▶ [PROBLEM TO WORK ON] Lay out the listing below as a JSON list of strings, one string per line, leaving out blank lines and the pictures, and cover the entire listing.

____ RAW DATA

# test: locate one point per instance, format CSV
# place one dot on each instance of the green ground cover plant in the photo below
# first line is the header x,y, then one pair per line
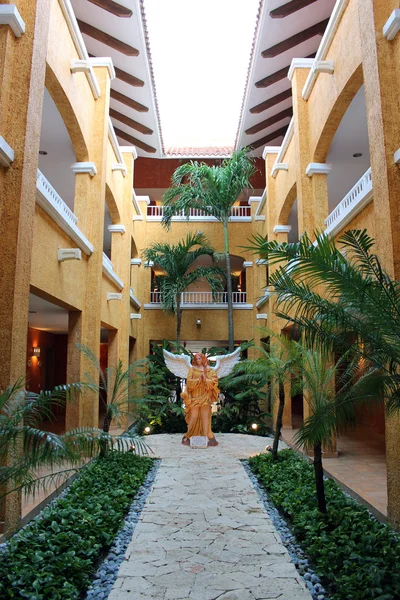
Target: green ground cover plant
x,y
356,556
55,556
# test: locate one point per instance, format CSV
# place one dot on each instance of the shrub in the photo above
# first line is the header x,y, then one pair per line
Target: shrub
x,y
356,556
55,556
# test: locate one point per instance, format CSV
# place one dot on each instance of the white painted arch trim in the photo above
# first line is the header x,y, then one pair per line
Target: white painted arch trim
x,y
9,15
324,46
318,169
6,153
85,167
392,25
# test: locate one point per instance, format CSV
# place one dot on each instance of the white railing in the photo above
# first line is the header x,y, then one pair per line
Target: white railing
x,y
353,203
203,298
52,203
237,212
108,270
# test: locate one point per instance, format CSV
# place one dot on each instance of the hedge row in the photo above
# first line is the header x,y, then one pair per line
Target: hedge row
x,y
356,557
55,556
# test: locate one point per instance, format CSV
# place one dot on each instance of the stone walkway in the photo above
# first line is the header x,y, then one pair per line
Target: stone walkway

________

▶ [RESULT OF THIS EXERCISE]
[
  "# test: locate one point per instance, format CSV",
  "# place one dot on each instance of the green ground cover plant in the photo below",
  "# first line is the header x,y, then one pair per line",
  "Target: green ground cover plant",
  "x,y",
  "356,556",
  "55,556",
  "# test: locate one point per instance, format CSV",
  "# place one dot on each instance of the shrub in the photo above",
  "# first line is the header x,y, then one pair per line",
  "Target: shrub",
  "x,y",
  "356,556",
  "55,556",
  "# test: locate one point per instance, format CSV",
  "# place one dot on each instance of the white painted arch trim in the photo above",
  "# first line is the header x,y, then one pair per line",
  "Target: white painted arch trim",
  "x,y",
  "9,15",
  "324,46",
  "318,169",
  "6,153",
  "85,167",
  "392,25",
  "# test: locate one point per instance, format CSV",
  "# place one dot on each instance of the white railing in the photo above",
  "# first line is the header x,y, then one pair per line",
  "Target: white railing",
  "x,y",
  "353,203",
  "203,298",
  "52,203",
  "237,212",
  "108,270",
  "# test: locate one point per instance, format CSV",
  "# place one dot on each instance of the hedge row in the photo above",
  "# first line is the header x,y, then one pair per line",
  "Target: hedge row",
  "x,y",
  "356,557",
  "55,556",
  "# test: locate one point per instance, format CSV",
  "# place one dot on each instance of the stone walkway in the photo above",
  "# first line is the header x,y, then one pair per line",
  "Target: stone walkway"
]